(Data listing)
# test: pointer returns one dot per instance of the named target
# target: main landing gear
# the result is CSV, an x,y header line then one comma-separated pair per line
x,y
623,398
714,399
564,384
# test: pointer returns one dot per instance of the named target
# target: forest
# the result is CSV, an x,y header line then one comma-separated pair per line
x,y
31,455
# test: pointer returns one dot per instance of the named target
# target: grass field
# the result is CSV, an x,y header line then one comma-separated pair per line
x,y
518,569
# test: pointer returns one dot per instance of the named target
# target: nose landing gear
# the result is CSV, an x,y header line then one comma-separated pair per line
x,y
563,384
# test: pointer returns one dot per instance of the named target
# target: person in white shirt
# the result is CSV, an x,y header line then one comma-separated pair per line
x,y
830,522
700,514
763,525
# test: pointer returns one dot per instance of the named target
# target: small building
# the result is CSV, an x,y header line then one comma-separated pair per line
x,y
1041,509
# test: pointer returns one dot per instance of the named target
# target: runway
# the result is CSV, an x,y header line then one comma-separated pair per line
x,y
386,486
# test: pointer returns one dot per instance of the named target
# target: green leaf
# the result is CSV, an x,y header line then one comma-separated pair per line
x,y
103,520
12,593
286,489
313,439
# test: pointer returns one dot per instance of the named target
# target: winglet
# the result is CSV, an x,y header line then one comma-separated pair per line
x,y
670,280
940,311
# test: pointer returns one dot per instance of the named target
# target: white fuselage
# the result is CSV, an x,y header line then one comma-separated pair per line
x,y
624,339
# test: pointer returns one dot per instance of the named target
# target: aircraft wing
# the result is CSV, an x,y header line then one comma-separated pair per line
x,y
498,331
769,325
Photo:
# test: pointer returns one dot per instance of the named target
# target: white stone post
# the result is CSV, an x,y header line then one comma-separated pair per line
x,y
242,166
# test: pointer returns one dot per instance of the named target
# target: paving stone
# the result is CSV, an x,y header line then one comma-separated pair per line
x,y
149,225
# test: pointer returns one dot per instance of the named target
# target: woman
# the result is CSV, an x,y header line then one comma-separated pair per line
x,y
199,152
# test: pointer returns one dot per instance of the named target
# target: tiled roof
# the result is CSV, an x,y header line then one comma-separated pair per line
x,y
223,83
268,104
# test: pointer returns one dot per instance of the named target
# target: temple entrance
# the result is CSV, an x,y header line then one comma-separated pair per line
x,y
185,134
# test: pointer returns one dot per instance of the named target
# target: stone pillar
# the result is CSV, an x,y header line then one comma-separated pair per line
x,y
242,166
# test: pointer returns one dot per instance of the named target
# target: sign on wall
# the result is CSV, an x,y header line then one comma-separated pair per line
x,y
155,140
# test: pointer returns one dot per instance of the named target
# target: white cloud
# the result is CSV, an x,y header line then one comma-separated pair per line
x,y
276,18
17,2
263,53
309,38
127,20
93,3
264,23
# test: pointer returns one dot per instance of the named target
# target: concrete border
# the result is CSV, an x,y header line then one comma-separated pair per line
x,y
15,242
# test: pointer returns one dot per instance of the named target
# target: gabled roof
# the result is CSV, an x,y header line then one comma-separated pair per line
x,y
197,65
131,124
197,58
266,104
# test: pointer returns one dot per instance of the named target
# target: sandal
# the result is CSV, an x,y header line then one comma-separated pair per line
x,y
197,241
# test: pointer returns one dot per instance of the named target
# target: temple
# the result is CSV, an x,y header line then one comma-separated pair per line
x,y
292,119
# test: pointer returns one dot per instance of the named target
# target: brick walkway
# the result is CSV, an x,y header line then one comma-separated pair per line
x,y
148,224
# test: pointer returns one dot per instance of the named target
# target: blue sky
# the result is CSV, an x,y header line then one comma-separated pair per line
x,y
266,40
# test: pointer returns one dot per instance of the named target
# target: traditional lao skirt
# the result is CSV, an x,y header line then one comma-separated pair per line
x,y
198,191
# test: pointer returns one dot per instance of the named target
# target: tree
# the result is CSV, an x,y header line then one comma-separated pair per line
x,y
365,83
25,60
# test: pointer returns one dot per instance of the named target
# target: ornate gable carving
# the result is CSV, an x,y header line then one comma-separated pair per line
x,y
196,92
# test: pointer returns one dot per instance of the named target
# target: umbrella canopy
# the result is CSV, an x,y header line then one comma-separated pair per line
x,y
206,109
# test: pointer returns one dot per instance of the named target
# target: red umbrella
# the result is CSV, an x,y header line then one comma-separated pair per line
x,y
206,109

(Problem details)
Write out every record verbatim.

(Final result)
# test: pointer returns one dot per instance of the named target
# target: main landing gear
# the result is CSV, an x,y header line then one comma-separated pair per line
x,y
623,398
714,399
564,384
# test: pointer returns one dot per instance of the named target
# target: forest
# the result is CSV, an x,y header line then one comma-separated pair per line
x,y
31,455
# test: pointer returns one dot per instance of the named target
# target: grass field
# the result is CSV, an x,y header line then one comma-separated pair per line
x,y
518,569
# test: pointer returns one dot per instance of the named target
# target: nose landing gear
# the result is CSV, an x,y header line then one comma-separated pair per line
x,y
563,384
# test: pointer returns one dot per instance of the named target
# target: person in white shirt
# the result is CSV, an x,y header line then one comma-separated pair per line
x,y
830,522
700,514
763,525
# test: pointer returns one dot per instance of the named target
# target: small building
# the result is CSV, an x,y header line then one comma-separated pair per line
x,y
1041,509
# test: pointer returns one dot per instance of the named target
# target: runway
# the result is CSV, an x,y header line then one comma-separated pair per line
x,y
386,486
# test: pointer returns one dot per instance of the named target
# target: green leaf
# the result is CSV, an x,y header line then one comma-separated pair per line
x,y
103,520
12,593
286,489
313,439
# test: pointer returns one dot per instance of the named target
# target: winglet
# the result is CSV, an x,y header line then one comma-separated pair per line
x,y
670,280
940,311
# test: pointer returns one dot per instance of the named target
# target: white fuselage
# the result is CSV, an x,y header line then one comma-separated pair per line
x,y
624,339
# test: pointer returns one dot per instance of the named target
# target: aircraft wing
# the result is CSV, an x,y header line then one comma-separated pair per line
x,y
498,331
769,325
Photo:
# test: pointer returns one dot per instance of the named target
# target: white stone post
# the result is CSV, an x,y header line then one comma-separated pair per line
x,y
242,166
# test: pointer returns one dot per instance of the named target
# target: paving stone
# the result is CSV, an x,y header line then one comma-separated pair per line
x,y
149,225
# test: pointer returns one dot per instance of the named target
# target: woman
# the result is CSV, an x,y header line then one comma-separated pair per line
x,y
199,152
# test: pointer returns one dot per instance of the named target
# target: tiled roof
# the result is CSV, an x,y header line then one comma-separated pair per line
x,y
223,83
268,104
# test: pointer returns one dot per instance of the named target
# target: temple entrance
# the result is CSV, an x,y header line then one comma-separated pair per line
x,y
185,134
# test: pointer returns one dot per instance of the named target
# target: stone pillar
# the result is CSV, an x,y header line then one comma-separated pair per line
x,y
242,166
# test: pointer returns one dot per instance of the named target
# target: sign on wall
# the result is CSV, an x,y header line then one comma-separated pair per line
x,y
155,140
# test: pointer returns one dot per instance of the named target
# target: white cloud
# the result is CSV, an x,y header line then one comma-separated pair per line
x,y
276,18
17,2
263,53
309,38
127,20
93,3
264,23
# test: pointer returns one dot per instance of the named target
# target: concrete border
# the result is CSV, an x,y header line then one comma-separated pair per line
x,y
15,242
# test: pointer returns one dot per instance of the named target
# target: gabled roof
# the result is CSV, an x,y header line then one comma-separated pair per line
x,y
197,65
131,124
197,58
266,104
# test: pointer returns one dot per instance of the named target
# target: sandal
# the result is CSV, an x,y header line then one comma-separated pair per line
x,y
197,241
# test: pointer returns one dot per instance of the named target
# target: temple
# the result is CSV, an x,y header line then one comma-separated pair per line
x,y
292,119
# test: pointer returns one dot per instance of the named target
# target: brick walkway
# the result is CSV, an x,y header line then one comma-separated pair per line
x,y
148,224
# test: pointer returns one dot per instance of the named target
# target: blue sky
# the result is CSV, an x,y header line then one comma-separated pair per line
x,y
266,40
# test: pointer returns one dot per instance of the named target
# target: traditional lao skirt
# the result is CSV, an x,y header line then one comma-separated pair per line
x,y
198,191
# test: pointer returns one dot per instance of the named target
# target: tree
# the result is CSV, an x,y header line then one comma-separated pair per line
x,y
365,83
25,60
# test: pointer returns one dot per instance of the named target
# target: ornate gable carving
# the result is CSV, an x,y header line then one comma-separated pair per line
x,y
196,92
# test: pointer returns one dot per instance of the named target
# target: umbrella canopy
# the result is CSV, an x,y header line then one comma-separated pair per line
x,y
206,109
# test: pointer returns one dot per instance of the named target
# target: red umbrella
# the result is CSV, an x,y header line then one comma-separated pair per line
x,y
206,109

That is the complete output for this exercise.